» **EXERCISE OBJECTIVE**:
Go through the entries below and copy each line that holds the word "skin".

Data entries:
== Segment start ==

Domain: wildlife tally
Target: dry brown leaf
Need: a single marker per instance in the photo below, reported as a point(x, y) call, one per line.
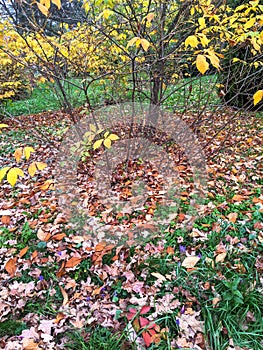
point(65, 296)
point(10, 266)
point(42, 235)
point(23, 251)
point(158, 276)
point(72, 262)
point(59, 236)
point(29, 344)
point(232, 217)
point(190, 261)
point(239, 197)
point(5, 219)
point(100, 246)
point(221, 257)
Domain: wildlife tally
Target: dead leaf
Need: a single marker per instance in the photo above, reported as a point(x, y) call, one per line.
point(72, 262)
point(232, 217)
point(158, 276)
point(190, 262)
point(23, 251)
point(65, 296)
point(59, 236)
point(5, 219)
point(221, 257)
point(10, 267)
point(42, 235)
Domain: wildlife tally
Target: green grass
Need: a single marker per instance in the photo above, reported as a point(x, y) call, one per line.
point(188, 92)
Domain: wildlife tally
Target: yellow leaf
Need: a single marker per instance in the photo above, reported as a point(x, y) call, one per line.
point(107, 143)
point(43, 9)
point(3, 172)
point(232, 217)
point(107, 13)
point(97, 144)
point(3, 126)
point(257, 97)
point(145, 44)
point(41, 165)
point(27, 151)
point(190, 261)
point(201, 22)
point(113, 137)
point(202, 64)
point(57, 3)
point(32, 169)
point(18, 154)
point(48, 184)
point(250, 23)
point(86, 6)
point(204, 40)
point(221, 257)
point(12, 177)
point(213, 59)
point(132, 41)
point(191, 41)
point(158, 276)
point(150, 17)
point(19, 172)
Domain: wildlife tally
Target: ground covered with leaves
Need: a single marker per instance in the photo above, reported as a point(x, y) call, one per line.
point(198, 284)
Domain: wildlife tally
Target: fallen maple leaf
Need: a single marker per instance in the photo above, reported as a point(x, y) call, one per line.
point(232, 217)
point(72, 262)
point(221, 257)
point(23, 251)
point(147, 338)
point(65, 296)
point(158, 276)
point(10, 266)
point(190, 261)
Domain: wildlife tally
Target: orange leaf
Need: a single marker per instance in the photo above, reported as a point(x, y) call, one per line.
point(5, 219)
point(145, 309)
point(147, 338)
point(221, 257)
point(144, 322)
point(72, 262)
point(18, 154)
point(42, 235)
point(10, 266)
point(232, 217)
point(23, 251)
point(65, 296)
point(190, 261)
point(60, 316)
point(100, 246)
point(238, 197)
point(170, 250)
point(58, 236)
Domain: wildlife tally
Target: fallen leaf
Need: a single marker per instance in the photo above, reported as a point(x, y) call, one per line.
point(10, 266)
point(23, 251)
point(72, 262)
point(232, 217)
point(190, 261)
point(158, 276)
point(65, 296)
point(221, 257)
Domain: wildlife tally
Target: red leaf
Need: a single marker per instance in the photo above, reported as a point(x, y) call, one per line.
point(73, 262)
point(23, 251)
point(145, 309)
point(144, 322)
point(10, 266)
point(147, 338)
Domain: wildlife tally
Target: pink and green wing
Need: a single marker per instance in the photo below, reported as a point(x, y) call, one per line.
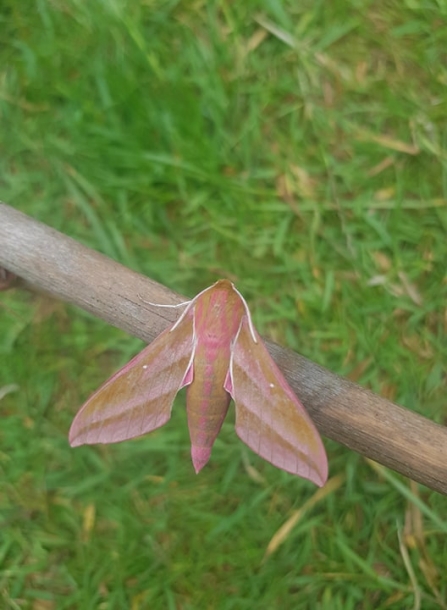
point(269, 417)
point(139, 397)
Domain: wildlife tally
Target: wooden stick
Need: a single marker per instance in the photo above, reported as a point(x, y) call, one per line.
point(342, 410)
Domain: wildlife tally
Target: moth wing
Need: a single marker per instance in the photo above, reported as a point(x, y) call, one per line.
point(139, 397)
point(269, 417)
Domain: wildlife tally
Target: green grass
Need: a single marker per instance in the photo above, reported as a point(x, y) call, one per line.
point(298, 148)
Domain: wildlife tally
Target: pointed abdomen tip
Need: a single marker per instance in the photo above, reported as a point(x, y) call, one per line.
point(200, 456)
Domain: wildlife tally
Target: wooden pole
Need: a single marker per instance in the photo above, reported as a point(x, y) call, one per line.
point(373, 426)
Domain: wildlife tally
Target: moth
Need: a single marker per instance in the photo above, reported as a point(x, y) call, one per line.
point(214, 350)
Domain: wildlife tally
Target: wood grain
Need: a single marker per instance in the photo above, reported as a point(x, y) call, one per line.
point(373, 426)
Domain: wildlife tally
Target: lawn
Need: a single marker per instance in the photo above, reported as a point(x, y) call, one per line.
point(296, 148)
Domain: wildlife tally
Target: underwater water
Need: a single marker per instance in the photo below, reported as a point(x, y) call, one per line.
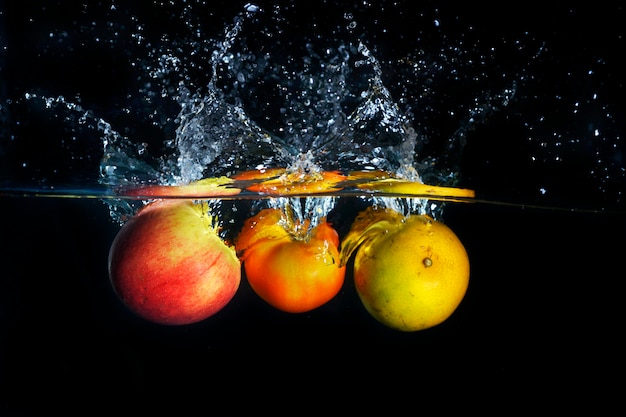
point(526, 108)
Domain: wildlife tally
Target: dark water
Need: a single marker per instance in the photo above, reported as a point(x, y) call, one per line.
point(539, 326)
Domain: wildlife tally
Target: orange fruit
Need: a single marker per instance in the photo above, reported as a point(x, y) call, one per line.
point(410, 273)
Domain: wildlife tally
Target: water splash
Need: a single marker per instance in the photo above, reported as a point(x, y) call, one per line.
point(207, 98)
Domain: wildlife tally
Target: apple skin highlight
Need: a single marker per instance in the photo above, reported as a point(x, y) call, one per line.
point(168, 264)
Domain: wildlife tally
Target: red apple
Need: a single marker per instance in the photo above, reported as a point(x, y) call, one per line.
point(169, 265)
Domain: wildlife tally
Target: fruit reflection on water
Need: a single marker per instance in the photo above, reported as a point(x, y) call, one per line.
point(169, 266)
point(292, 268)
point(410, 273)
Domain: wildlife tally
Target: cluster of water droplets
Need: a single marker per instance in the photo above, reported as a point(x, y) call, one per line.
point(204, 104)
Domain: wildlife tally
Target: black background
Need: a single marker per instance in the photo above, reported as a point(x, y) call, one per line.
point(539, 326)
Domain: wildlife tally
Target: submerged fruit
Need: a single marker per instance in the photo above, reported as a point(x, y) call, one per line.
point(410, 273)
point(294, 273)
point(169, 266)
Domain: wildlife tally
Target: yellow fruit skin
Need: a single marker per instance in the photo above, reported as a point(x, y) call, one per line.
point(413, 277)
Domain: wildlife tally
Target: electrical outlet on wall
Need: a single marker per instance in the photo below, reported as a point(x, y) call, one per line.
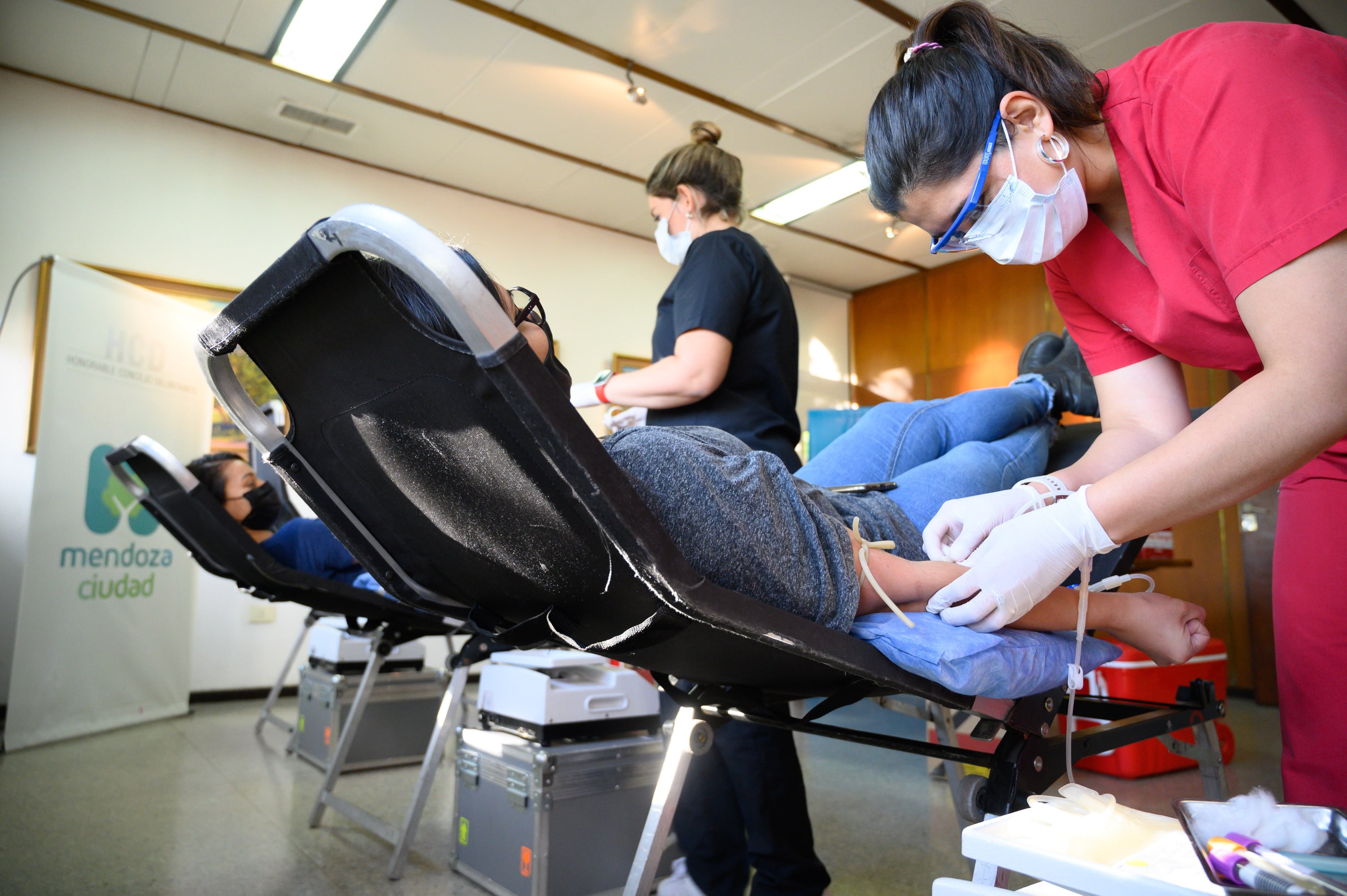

== Segment end ==
== Segment start ==

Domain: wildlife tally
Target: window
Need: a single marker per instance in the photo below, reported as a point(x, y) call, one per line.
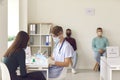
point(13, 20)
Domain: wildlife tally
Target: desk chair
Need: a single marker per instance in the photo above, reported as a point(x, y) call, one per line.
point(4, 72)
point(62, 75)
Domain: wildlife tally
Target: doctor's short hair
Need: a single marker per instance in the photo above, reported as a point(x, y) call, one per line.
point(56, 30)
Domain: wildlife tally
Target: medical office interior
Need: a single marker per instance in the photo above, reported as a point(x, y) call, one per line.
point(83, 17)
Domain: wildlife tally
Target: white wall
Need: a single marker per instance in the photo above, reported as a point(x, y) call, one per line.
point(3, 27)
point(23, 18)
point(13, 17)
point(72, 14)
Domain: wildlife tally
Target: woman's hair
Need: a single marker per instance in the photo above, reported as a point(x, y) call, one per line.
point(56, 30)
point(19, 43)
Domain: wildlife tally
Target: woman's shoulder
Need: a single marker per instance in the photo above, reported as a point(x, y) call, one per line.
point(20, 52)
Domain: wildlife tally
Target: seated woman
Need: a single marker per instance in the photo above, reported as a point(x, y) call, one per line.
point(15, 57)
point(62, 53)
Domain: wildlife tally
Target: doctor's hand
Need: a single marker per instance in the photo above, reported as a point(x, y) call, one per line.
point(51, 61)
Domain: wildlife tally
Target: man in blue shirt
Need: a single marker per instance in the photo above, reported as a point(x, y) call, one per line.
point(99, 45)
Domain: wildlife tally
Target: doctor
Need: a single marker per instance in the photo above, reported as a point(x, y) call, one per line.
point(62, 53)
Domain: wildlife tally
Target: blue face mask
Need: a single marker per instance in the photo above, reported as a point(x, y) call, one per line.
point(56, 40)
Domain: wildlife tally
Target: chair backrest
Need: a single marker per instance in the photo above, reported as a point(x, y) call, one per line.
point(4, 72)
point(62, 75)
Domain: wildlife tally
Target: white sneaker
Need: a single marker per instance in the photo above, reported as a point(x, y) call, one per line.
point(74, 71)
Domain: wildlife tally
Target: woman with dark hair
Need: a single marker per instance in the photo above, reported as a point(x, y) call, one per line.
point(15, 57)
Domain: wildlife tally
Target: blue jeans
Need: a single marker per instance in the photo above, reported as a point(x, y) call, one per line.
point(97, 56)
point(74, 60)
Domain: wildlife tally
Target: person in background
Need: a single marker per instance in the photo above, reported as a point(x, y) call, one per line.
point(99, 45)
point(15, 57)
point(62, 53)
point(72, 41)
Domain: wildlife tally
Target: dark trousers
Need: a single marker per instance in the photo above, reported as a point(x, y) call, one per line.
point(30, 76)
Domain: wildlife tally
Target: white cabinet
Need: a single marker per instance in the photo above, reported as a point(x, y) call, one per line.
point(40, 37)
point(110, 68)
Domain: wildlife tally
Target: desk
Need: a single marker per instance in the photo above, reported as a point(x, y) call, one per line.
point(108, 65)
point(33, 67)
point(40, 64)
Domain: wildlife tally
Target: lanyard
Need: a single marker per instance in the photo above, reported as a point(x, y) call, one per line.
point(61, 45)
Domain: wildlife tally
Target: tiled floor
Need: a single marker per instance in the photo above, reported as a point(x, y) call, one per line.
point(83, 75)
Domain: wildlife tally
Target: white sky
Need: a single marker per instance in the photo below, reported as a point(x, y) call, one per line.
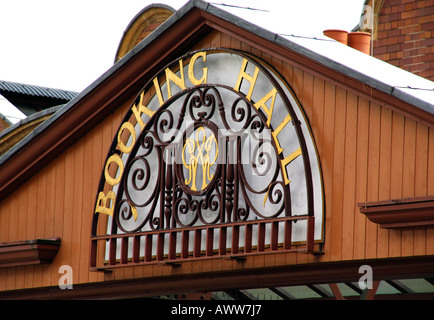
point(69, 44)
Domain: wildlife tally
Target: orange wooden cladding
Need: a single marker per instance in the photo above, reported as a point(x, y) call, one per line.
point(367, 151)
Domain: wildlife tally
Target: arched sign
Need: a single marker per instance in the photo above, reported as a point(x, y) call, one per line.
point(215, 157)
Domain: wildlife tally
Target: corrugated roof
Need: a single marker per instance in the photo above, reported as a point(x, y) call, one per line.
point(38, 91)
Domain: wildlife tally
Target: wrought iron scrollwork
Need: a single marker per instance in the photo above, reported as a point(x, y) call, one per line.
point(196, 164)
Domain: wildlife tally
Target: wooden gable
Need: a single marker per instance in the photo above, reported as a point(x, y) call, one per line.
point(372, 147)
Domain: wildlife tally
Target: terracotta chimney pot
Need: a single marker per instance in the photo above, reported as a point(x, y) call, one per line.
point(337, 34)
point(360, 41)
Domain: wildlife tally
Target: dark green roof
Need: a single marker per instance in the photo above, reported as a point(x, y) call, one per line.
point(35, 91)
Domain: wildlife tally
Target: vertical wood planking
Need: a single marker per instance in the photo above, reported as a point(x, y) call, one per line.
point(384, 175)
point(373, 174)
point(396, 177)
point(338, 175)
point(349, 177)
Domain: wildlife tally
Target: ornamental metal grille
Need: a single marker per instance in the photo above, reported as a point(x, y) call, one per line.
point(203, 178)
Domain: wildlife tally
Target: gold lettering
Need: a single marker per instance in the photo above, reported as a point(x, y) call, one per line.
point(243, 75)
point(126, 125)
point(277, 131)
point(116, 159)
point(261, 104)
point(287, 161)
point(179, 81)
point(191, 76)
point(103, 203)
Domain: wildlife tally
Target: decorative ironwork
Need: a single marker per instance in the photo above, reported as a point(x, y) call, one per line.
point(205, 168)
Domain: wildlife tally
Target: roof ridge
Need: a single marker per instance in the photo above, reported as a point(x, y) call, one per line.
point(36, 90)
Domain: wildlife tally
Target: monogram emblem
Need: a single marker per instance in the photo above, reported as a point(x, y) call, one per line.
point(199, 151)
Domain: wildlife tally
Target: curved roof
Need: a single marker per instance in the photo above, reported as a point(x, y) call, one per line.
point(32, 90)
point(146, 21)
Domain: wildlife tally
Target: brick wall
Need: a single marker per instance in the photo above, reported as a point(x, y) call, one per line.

== Segment end ==
== Segment start ==

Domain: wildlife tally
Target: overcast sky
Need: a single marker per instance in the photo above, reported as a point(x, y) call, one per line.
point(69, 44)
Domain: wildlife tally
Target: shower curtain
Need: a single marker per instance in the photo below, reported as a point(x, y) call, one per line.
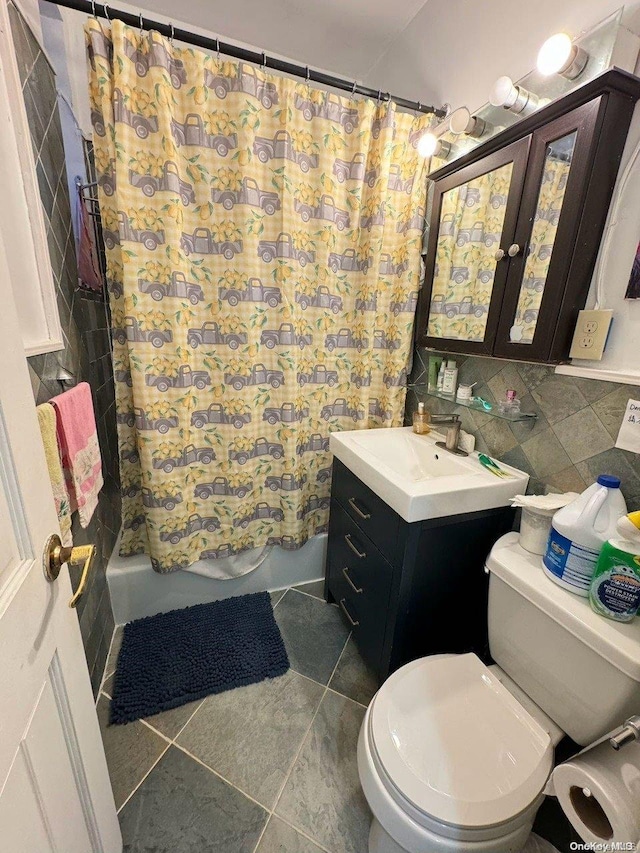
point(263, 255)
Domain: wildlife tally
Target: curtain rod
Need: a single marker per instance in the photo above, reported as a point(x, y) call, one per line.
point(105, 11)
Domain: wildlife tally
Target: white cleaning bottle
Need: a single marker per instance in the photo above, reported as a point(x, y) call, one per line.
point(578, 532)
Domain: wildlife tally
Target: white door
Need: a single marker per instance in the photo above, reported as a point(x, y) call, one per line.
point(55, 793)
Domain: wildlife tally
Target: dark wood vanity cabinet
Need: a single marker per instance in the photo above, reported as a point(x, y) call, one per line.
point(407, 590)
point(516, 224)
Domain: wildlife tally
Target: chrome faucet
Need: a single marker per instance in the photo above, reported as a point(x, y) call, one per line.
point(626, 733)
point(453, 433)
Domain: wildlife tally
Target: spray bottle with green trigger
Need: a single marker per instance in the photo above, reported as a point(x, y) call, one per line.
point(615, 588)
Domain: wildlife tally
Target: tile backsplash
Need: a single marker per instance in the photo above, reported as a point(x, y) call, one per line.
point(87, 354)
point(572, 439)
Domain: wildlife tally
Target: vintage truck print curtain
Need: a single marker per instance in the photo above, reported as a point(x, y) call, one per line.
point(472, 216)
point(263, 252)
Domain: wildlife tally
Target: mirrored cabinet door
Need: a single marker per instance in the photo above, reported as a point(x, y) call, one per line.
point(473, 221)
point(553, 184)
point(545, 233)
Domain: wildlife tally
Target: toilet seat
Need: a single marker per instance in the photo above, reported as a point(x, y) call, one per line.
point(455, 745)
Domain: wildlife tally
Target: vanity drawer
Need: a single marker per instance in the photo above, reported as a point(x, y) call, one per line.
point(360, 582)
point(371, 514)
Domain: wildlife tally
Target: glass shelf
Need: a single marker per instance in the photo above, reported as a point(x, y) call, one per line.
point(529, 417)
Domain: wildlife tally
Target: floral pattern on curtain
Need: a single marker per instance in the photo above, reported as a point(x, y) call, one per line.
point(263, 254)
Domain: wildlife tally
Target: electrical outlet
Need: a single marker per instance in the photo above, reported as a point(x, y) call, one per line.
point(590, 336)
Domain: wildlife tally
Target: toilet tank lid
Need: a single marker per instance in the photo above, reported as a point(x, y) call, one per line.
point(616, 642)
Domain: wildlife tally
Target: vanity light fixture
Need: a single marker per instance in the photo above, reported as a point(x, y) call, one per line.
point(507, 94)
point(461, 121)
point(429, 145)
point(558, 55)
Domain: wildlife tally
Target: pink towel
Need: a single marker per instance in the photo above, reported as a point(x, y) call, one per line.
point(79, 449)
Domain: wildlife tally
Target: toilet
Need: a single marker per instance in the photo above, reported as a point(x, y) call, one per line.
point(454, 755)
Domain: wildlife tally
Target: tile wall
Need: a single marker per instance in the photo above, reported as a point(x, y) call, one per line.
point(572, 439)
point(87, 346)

== Segment end ==

» **SOLVED EXERCISE**:
Target: apple skin highlight
Target: yellow fruit skin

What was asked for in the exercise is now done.